*** Opening Dataset records ***

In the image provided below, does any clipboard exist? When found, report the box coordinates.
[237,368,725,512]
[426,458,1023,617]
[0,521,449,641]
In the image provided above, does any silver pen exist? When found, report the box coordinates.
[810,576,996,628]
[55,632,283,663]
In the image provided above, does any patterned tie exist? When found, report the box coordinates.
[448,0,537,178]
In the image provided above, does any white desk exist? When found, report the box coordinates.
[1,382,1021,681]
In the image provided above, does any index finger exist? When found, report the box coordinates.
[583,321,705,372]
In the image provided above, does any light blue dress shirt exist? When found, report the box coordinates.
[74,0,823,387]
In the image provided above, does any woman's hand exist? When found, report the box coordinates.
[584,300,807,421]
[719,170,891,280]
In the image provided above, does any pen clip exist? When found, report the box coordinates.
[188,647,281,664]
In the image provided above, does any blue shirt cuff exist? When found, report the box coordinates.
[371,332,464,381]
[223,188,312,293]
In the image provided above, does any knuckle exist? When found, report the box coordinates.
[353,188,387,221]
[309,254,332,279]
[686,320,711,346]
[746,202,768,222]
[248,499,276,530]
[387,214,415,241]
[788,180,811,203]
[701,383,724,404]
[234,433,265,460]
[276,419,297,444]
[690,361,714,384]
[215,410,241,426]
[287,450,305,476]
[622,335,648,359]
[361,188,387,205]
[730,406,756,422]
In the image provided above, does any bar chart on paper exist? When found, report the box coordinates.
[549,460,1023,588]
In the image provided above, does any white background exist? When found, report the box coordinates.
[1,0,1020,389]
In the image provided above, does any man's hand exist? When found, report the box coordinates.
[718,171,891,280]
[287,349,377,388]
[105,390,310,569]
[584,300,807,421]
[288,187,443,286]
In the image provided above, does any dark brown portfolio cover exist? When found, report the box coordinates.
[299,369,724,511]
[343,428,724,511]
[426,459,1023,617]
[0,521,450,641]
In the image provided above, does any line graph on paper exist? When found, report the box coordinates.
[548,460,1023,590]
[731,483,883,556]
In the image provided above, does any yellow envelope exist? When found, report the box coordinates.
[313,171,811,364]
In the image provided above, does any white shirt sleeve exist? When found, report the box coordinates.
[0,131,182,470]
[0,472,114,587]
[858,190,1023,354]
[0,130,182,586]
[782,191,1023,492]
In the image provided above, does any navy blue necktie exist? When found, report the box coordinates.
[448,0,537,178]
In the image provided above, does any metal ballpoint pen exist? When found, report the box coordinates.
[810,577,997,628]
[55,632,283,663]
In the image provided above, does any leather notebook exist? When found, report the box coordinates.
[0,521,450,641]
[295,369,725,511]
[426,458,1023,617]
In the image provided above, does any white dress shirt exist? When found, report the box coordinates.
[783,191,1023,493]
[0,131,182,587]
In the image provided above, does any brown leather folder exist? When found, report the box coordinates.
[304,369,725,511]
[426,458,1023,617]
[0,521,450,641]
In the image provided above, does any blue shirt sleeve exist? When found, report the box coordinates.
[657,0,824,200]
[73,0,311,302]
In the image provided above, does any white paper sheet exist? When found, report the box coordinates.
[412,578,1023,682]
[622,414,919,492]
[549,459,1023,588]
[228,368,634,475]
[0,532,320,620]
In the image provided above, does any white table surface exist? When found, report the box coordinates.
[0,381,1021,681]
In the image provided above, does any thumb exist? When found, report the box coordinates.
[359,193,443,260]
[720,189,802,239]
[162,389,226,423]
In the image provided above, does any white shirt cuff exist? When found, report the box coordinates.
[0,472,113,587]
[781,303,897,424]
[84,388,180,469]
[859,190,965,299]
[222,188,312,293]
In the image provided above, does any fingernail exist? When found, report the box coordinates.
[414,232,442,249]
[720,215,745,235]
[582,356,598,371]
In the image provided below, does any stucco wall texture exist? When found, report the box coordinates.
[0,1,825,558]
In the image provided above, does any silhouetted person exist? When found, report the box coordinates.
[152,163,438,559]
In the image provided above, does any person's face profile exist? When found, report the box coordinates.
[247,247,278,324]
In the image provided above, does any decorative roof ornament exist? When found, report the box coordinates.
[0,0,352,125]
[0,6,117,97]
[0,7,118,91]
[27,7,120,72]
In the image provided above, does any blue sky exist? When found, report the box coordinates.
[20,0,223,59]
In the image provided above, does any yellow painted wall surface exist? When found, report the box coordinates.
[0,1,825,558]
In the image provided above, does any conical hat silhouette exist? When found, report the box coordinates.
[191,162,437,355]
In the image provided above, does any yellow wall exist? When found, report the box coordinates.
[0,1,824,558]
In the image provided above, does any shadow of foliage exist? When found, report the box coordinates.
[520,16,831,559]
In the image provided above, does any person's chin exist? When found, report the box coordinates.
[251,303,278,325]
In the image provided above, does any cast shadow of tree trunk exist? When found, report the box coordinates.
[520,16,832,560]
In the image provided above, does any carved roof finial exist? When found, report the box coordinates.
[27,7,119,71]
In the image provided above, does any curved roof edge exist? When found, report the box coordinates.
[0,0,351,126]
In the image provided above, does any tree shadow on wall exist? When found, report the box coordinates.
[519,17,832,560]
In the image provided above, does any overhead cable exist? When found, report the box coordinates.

*** Closing Dataset records ***

Exercise details → The data, all of it, should be transcribed exactly.

Solution to this problem →
In the image provided below, does any clipboard exist? When found, report the box coordinates.
[237,368,725,512]
[426,458,1023,617]
[0,521,449,641]
In the image provided above, does any silver pen exist? When found, report the box coordinates.
[810,576,996,628]
[55,632,283,663]
In the image provided above, does any patterned tie exist? When found, report the box coordinates.
[448,0,537,178]
In the image provided above, does any white desk exist? When found, report the box coordinates.
[1,382,1021,681]
In the image provided above, does any index finger exist? When found, report the box coordinates.
[583,321,705,372]
In the image provided above, does any light blue dress shirt exist? When found, report the box coordinates.
[74,0,823,387]
In the image provided above, does any woman's hand exist? When found, report the box coordinates.
[584,300,807,421]
[719,170,891,280]
In the image provided above, does any pen clip exist? When found, report the box coordinates.
[188,647,281,664]
In the image provided above, does any blue shirt cuff exist? When found, report the box coordinates.
[371,332,464,381]
[223,188,312,293]
In the image provided above, does any knuckle exist? When found, report the box coordinates.
[353,188,387,221]
[309,254,332,279]
[686,320,711,346]
[746,202,768,222]
[248,499,276,530]
[387,214,415,241]
[788,180,811,203]
[701,383,724,404]
[234,433,265,460]
[276,419,297,444]
[690,361,714,384]
[215,410,241,426]
[287,450,305,476]
[622,335,648,359]
[361,188,387,205]
[730,406,756,422]
In the image provided above, does any bar chart on paper exist? When found, report the box coordinates.
[549,460,1023,588]
In the image provided above, does any white background exist? When found, report the box coordinates.
[1,0,1020,389]
In the image provided above, does any man's hand exist? When found, report the box coordinates.
[718,171,891,280]
[287,349,377,388]
[105,390,310,569]
[584,300,807,421]
[288,187,443,286]
In the image provided above, does any dark brown portfolio cover exist? When found, report the box coordinates.
[299,369,724,511]
[343,428,724,511]
[426,459,1023,617]
[0,521,450,641]
In the image provided above, does any line graph on paper exist? When found, report the box coordinates.
[548,460,1023,590]
[731,483,883,556]
In the image provided above, does any yellow envelope exist? When found, report the box coordinates.
[313,171,811,364]
In the image provided above, does any white shirt sleeve exist? When found, report the box coordinates.
[0,131,182,470]
[0,472,114,587]
[858,190,1023,354]
[0,130,182,586]
[782,191,1023,492]
In the image provided above, does any navy blue necktie exist? When found, report the box coordinates.
[448,0,537,178]
In the image provided above, does any metal ballpoint pen exist? When found, report the box coordinates.
[810,577,997,628]
[55,632,283,663]
In the image provided above, does any leather notebook exist? When found, report the box coordinates.
[0,521,450,641]
[295,369,725,511]
[426,458,1023,617]
In the image provided above, does any white dress shirt exist? When found, report the box coordinates.
[783,191,1023,493]
[0,131,182,587]
In the image provided above, does any brown leather folder exist? When found, report the box coordinates.
[304,369,725,511]
[426,458,1023,617]
[0,521,450,641]
In the image provided above, does any blue shirt sleeve exist? When found, report the box coordinates.
[657,0,824,200]
[73,0,311,302]
In the image provided above, does any white paper sheet exist? When found, report the box coordinates.
[412,578,1023,682]
[622,414,919,492]
[549,459,1023,588]
[228,368,634,475]
[0,532,320,620]
In the image provided above, does any white table surface exist? When found, report the box coordinates.
[0,381,1021,681]
In the image provided above, does any thumb exist? When found, report the box coordinates.
[359,193,443,260]
[720,189,802,239]
[162,389,226,423]
In the image provided above, does any white shirt cuff exist? When found, report the box coordinates.
[0,472,113,587]
[781,303,897,424]
[84,388,180,469]
[859,190,965,299]
[222,188,312,293]
In the image provided above, does any fingernail exist? When found, report the box coordinates.
[414,232,442,249]
[720,215,745,235]
[582,356,598,371]
In the image provided below, does any stucco wall texture exist? When found, report the box coordinates.
[0,1,825,558]
In the image provided above, does any silhouetted person exist? When found, report the box coordinates.
[152,163,438,559]
In the image provided above, does any person's face profile exist? When found, report the box coordinates.
[247,247,278,324]
In the image provided above, does any decorative roof ornament exist? When found, report the box coordinates.
[0,0,352,125]
[0,6,117,97]
[0,7,118,91]
[27,7,120,72]
In the image provided above, does any blue sky exist? When found, report the box coordinates.
[20,0,223,59]
In the image provided above, does any yellow painted wall surface exist? When found, report the box coordinates.
[0,1,825,558]
In the image provided above, does any conical hat silhouette exist? When found, report the box coordinates.
[191,162,437,355]
In the image provided above, does any yellow wall exist? When found, report the box coordinates.
[0,1,824,558]
In the image provided above, does any shadow of foliage exist? When found, report the box coordinates.
[520,16,831,559]
In the image provided above, does any person's chin exist? When found, report the box coordinates.
[251,303,278,325]
In the image provided above, does any cast shadow of tree trunk exist? When found, report the box coordinates.
[520,16,832,560]
In the image provided above, does any carved roof finial exist? When found, report the box coordinates.
[27,7,119,71]
In the image provided above, does any curved roof edge exist? When found, report the box coordinates.
[0,0,351,126]
In the image provided above, does any tree shadow on wall exist? When found, report the box coordinates.
[519,17,832,560]
In the image provided above, does any overhead cable exist? When found, report the box coordinates.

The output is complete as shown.